§ **DOCUMENT PASSAGE**
╭──

Menu

#899 the compiler's lack of USING phrase check for the PROC.DIV. leads to a segfault

invalid
not-our-bug
5 - default
2024-03-17
2023-07-16
meerkut
No

The absence of the clause ‘USING ...’ appended to PROCEDURE DIVISION do not produce a compilation error, but running it will result in a 'Segmentation fault'.

Source:

      * The absence of the phrase ‘USING V1’ (1) appended to
      * PROCEDURE DIVISION do not produce a compilation error,
      * but leads to a segfault.
       IDENTIFICATION DIVISION.
       PROGRAM-ID.          L0.
       DATA DIVISION.
       WORKING-STORAGE SECTION.
       77  V1 PICTURE S9.
       PROCEDURE DIVISION.
       MAIN.
           MOVE 7 TO V1.
           CALL "N1" USING V1.
           STOP RUN.

╰──

§ **TASK TO COMPLETE**
Write out the bug report word for word from "The absence of the clause" to "DATA DIVISION.".

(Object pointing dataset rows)
╭──

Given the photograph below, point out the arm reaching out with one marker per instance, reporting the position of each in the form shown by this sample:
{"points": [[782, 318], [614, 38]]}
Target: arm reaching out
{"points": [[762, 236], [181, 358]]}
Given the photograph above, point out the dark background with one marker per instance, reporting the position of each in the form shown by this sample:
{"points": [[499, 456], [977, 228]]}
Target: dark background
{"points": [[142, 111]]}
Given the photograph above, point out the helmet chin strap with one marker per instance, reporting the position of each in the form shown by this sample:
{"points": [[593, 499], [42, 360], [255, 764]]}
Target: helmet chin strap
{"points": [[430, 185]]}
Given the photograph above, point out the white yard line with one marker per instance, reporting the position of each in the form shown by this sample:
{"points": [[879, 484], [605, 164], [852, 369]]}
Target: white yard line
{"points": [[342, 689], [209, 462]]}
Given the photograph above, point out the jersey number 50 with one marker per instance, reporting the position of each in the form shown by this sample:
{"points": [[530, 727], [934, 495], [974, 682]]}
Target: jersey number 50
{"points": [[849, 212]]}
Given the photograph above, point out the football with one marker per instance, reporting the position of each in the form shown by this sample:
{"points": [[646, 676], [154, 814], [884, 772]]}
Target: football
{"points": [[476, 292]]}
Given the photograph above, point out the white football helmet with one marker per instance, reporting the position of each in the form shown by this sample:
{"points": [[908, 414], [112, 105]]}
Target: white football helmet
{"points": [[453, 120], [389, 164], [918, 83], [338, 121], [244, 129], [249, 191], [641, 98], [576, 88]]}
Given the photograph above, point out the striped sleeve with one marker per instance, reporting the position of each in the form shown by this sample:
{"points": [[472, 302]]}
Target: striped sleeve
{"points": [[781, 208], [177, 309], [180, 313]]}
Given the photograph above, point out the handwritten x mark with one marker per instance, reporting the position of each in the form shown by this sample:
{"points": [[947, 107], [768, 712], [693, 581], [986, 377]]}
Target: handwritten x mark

╰──

§ **EXERCISE SOLUTION**
The absence of the clause ‘USING ...’ appended to PROCEDURE DIVISION do not produce a compilation error, but running it will result in a 'Segmentation fault'.

Source:

      * The absence of the phrase ‘USING V1’ (1) appended to
      * PROCEDURE DIVISION do not produce a compilation error,
      * but leads to a segfault.
       IDENTIFICATION DIVISION.
       PROGRAM-ID.          L0.
       DATA DIVISION.